Instructions to follow – Give back, exactly as written, the lines from the beginning of the listing through the one that contains "spot the wooden plank".

Records for this task –
=== Begin Enclosure ===

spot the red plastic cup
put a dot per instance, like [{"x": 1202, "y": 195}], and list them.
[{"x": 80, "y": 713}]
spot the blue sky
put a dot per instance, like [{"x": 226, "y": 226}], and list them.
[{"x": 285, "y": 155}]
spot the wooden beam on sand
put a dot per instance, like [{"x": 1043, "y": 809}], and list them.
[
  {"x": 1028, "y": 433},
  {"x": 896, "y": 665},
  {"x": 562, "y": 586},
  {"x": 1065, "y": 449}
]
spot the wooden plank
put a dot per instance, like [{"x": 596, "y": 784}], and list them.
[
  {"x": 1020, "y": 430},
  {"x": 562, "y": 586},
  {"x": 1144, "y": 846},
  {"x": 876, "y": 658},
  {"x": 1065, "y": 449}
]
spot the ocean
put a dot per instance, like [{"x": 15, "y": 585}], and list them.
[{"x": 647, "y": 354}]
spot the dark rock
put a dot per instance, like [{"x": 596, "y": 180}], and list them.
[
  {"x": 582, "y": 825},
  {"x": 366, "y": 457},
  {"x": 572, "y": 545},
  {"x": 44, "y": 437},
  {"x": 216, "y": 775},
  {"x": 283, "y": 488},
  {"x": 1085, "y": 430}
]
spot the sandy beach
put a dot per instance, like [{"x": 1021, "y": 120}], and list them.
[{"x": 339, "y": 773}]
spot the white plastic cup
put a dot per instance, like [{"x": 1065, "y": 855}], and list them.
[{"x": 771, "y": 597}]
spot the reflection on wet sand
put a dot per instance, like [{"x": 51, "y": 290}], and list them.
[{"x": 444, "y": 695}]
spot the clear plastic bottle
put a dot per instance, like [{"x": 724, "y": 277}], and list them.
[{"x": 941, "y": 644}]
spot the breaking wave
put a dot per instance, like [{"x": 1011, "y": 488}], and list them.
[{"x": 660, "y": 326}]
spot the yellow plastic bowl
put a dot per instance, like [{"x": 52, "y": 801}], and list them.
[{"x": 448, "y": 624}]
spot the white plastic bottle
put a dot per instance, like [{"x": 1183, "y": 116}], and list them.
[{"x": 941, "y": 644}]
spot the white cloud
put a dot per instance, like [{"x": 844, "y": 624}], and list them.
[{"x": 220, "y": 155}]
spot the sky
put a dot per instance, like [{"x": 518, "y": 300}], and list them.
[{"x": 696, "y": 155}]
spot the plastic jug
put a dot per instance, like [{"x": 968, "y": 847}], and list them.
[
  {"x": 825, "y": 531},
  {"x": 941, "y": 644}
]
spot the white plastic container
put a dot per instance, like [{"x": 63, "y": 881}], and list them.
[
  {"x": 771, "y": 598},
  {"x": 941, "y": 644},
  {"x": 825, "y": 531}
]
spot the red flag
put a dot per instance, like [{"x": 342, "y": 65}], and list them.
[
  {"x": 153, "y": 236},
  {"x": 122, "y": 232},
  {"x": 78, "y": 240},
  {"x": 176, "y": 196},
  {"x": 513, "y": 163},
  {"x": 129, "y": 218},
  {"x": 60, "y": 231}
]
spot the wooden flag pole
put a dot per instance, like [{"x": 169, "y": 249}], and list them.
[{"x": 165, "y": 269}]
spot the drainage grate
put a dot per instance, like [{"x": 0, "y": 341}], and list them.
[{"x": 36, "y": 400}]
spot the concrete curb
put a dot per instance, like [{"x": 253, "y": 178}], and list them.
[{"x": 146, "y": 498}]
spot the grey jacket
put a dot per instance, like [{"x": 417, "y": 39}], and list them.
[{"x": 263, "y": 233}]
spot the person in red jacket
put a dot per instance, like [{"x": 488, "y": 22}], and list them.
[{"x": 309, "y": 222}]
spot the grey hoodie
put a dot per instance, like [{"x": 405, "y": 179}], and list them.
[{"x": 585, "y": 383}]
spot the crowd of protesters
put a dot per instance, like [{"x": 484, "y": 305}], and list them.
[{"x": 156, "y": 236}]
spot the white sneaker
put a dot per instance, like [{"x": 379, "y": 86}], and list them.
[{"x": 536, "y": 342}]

=== End Enclosure ===

Exercise answer –
spot the red plastic cup
put a dot per instance, like [{"x": 1202, "y": 195}], and list them.
[{"x": 80, "y": 713}]
spot the blue sky
put a dot per instance, like [{"x": 226, "y": 226}], and list them.
[{"x": 285, "y": 155}]
spot the wooden beam on sand
put a dot per instance, like [{"x": 1043, "y": 809}], and list them.
[
  {"x": 1028, "y": 433},
  {"x": 896, "y": 665},
  {"x": 562, "y": 586},
  {"x": 1065, "y": 449}
]
spot the wooden plank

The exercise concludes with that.